**Data in this exercise:**
========================================

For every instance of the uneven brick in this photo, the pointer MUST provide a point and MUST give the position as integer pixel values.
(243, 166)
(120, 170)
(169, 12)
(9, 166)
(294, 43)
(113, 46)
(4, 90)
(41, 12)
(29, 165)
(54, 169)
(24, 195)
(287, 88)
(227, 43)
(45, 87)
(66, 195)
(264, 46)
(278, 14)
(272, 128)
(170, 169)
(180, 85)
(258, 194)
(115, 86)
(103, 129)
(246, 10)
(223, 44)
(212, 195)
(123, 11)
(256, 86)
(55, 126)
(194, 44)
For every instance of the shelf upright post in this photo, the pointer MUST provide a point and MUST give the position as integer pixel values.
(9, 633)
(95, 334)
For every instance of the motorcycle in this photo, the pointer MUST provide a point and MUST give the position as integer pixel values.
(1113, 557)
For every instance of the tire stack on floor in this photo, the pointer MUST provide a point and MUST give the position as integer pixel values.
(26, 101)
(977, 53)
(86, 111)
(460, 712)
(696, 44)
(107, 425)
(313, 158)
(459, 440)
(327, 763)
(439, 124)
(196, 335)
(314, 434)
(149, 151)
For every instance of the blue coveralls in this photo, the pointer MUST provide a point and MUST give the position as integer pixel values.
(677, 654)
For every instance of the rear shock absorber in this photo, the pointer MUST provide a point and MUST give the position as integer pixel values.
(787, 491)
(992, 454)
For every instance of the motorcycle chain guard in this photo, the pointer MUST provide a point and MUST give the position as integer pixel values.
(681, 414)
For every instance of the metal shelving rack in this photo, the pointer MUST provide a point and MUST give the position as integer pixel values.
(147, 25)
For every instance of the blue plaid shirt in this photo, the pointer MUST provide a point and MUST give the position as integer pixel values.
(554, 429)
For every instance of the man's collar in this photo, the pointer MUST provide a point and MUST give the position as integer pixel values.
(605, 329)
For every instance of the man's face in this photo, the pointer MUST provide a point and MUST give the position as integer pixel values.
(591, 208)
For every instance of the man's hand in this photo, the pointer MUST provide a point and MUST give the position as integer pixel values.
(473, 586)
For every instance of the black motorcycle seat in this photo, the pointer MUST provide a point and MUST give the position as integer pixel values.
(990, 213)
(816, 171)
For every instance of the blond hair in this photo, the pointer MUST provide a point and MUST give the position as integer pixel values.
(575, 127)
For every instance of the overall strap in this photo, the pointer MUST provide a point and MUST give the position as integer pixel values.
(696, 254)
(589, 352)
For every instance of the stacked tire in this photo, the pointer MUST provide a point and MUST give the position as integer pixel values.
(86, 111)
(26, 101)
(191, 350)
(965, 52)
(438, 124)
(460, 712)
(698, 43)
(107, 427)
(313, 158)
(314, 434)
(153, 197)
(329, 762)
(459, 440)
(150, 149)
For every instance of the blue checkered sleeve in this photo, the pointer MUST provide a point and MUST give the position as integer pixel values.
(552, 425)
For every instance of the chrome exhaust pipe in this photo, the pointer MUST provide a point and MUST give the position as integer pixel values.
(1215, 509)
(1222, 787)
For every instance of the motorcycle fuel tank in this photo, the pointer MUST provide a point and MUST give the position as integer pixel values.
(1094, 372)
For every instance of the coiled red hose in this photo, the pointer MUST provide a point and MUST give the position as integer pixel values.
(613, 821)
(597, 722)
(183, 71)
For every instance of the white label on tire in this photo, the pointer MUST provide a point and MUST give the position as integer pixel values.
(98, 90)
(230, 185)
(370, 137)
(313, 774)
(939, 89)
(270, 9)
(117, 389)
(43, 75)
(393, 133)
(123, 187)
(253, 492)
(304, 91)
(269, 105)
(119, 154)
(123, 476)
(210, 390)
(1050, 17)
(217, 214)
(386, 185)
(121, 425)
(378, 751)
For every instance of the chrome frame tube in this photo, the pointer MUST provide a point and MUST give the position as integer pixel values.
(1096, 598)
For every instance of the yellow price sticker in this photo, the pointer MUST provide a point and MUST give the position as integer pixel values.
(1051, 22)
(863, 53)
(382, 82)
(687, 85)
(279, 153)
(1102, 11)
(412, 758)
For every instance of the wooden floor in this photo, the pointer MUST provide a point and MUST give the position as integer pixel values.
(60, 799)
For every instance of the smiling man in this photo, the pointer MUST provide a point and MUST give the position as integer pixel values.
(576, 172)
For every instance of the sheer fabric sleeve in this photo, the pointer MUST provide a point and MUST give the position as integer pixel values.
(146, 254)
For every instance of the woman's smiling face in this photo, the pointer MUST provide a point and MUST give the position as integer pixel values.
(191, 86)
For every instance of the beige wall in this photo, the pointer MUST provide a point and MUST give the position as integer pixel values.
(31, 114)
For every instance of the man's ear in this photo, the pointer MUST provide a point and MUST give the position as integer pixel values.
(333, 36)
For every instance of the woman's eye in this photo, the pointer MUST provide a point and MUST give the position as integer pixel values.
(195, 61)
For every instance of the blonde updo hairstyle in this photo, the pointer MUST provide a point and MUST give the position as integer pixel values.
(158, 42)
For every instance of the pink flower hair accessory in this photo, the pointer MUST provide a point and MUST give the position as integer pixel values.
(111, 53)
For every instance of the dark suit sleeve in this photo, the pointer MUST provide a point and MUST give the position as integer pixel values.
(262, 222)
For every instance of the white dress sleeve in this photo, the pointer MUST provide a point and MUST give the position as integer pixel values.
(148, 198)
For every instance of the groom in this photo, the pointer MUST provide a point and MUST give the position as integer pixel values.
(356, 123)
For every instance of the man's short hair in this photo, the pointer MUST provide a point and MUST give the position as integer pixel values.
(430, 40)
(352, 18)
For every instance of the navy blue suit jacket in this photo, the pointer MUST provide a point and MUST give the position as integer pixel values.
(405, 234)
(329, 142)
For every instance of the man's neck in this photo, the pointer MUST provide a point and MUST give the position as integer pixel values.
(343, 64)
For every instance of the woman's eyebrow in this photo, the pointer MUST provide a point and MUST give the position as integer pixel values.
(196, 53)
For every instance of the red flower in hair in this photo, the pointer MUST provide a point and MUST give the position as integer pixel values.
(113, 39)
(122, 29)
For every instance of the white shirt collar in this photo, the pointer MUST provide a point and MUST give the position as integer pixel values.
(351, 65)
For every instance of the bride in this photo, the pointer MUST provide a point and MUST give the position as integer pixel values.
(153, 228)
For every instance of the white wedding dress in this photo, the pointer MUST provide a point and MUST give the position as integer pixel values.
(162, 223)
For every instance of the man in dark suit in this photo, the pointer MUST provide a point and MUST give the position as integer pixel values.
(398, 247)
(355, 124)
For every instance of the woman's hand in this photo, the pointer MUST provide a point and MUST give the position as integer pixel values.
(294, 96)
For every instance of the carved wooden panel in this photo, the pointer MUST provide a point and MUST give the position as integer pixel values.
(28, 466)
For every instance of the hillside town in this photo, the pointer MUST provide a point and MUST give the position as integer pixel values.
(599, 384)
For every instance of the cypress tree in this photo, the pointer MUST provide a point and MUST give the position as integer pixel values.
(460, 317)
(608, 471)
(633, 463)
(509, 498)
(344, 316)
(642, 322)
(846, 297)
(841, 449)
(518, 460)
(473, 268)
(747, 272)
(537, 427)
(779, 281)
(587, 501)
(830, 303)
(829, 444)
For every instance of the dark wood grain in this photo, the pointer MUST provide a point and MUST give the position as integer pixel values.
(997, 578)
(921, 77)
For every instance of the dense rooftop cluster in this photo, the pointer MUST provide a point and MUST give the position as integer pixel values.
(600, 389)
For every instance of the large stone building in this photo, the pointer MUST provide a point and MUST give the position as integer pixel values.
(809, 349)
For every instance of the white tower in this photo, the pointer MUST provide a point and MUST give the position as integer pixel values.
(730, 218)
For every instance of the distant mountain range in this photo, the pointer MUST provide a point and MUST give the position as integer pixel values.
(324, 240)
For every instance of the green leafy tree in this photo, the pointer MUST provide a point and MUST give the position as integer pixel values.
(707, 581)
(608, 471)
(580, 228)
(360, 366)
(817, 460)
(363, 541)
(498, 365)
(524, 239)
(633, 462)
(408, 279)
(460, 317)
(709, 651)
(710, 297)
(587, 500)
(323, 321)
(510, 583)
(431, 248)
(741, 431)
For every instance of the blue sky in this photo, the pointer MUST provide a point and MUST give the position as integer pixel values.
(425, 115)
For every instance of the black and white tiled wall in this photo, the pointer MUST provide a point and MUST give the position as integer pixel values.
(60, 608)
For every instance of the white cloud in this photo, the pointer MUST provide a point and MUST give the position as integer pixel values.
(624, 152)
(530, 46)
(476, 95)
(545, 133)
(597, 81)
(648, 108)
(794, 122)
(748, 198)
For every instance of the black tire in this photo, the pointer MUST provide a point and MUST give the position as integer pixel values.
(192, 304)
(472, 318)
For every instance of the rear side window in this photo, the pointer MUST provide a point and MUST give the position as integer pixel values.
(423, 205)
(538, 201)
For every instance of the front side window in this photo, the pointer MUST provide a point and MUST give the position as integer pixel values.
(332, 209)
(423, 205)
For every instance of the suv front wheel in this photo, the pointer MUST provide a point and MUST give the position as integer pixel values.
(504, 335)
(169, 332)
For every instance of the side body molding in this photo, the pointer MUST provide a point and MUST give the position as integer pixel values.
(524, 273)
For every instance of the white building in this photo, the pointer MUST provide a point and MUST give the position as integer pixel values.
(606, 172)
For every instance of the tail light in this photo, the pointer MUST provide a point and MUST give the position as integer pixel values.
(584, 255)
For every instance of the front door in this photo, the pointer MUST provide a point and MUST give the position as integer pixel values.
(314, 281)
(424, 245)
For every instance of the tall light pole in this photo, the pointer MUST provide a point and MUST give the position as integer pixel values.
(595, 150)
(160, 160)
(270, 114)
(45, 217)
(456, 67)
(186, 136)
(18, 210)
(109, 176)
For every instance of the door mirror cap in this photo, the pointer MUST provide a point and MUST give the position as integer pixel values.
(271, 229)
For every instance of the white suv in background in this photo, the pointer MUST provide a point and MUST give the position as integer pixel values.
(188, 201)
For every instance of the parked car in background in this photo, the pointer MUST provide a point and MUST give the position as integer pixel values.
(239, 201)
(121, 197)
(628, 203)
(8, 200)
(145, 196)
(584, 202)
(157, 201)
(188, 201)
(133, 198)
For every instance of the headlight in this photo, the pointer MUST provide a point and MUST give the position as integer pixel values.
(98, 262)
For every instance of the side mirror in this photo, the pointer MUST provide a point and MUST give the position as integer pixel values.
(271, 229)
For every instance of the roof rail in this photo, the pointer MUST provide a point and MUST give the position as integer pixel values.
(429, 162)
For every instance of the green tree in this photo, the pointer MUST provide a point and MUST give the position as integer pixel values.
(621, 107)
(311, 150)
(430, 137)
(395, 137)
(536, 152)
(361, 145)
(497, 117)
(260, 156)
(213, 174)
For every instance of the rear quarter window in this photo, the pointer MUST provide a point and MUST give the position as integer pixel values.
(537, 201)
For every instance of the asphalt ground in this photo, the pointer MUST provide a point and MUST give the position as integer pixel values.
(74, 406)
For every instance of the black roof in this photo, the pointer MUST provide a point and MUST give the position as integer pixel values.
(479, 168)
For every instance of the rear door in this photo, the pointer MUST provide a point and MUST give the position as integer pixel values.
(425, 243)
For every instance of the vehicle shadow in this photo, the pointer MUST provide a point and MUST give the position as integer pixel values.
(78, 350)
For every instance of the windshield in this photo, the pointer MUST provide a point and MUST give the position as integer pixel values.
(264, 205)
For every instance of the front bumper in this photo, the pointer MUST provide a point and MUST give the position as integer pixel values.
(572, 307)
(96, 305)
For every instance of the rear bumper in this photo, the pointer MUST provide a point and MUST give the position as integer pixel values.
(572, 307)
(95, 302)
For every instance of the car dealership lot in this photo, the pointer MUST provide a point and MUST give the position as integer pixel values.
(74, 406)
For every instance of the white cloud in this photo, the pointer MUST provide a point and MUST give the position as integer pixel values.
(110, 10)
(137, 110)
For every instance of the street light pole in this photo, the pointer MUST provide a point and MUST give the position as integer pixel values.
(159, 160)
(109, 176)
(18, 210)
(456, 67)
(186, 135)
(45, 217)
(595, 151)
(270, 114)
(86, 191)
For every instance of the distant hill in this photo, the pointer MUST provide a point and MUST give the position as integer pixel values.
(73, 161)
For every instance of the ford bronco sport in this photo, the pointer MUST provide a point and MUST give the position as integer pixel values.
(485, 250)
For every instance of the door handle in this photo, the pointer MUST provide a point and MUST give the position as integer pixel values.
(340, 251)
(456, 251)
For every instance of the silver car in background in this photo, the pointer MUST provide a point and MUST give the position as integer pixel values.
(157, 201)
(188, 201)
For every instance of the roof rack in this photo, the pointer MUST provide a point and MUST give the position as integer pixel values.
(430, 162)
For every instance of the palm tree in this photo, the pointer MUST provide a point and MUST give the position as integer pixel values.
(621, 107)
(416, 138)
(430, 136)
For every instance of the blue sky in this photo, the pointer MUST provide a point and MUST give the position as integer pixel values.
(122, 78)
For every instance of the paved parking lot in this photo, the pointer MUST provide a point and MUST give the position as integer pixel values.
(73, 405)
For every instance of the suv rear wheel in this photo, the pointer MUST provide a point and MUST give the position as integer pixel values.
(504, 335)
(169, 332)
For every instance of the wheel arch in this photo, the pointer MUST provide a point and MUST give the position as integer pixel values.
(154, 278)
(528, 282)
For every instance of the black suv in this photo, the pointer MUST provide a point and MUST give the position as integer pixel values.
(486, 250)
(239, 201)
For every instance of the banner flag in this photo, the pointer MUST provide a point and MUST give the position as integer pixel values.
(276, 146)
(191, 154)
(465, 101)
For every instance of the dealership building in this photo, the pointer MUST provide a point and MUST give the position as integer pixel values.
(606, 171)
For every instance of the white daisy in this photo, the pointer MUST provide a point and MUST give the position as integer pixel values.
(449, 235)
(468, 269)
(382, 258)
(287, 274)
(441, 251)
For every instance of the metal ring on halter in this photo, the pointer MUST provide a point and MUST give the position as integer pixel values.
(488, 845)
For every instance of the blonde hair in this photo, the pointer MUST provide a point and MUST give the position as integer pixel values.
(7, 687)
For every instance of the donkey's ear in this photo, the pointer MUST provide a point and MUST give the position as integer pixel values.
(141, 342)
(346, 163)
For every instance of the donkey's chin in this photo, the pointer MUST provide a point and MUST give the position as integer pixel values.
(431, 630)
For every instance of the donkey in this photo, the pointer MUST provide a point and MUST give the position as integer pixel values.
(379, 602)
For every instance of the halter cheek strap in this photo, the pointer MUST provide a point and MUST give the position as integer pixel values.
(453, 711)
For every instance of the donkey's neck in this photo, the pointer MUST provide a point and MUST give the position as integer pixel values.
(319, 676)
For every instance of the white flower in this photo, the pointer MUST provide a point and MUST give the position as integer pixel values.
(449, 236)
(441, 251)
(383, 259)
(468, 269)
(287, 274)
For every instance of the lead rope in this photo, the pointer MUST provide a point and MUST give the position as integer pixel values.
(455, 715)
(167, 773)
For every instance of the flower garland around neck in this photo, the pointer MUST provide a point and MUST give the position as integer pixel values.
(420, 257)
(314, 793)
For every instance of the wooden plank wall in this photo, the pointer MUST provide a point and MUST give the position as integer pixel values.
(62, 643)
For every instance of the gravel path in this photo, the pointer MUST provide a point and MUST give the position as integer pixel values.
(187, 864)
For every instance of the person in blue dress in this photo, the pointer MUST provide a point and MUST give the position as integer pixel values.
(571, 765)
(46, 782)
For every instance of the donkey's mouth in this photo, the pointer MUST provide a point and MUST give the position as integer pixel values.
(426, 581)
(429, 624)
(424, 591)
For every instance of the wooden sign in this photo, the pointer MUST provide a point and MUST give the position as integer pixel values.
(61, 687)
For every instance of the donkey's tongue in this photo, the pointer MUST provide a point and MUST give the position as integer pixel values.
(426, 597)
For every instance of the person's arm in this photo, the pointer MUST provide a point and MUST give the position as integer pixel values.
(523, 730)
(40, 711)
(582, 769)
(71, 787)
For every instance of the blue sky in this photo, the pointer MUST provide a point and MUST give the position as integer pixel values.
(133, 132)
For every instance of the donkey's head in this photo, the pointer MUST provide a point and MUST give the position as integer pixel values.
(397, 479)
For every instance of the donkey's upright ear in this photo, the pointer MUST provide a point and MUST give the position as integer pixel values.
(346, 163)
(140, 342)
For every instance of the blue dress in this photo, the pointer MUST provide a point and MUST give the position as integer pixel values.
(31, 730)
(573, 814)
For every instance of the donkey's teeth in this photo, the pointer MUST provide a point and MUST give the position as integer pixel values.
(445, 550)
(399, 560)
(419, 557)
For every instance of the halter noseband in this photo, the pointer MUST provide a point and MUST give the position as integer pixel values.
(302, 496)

========================================

All lines from the one with "For every instance of the donkey's tongue" through the final line above are to be quoted exactly; quote no other line.

**Solution to this task:**
For every instance of the donkey's tongue in this photo, the pointer MUST provide a point and MUST give the position as integer pixel values.
(426, 597)
For every instance of the person's arm in this photo, the pointer MUST provide a point and MUST give the position as integer pixel values.
(523, 730)
(40, 711)
(582, 769)
(71, 787)
For every instance of the blue sky in this photo, the pointer MUST provide a point and MUST give the position as integer pixel values.
(133, 132)
For every instance of the donkey's head in this photo, the pointer MUST provide a point and MUST give the position as integer pixel values.
(397, 479)
For every instance of the donkey's upright ear in this photo, the pointer MUST provide a point and MUST give the position as integer pixel values.
(346, 163)
(140, 342)
For every instance of the blue dress in this photo, the pointer MUST provide a point and MUST give the position as integer pixel values.
(31, 730)
(573, 814)
For every instance of the donkey's teeth in this photo, the pointer MUST provide a point and MUST give the position as integer pixel values.
(445, 550)
(399, 560)
(419, 557)
For every instance of the halter noseband in this photo, the pointer MUST provide a point and MUST give the position as integer pixel values.
(302, 496)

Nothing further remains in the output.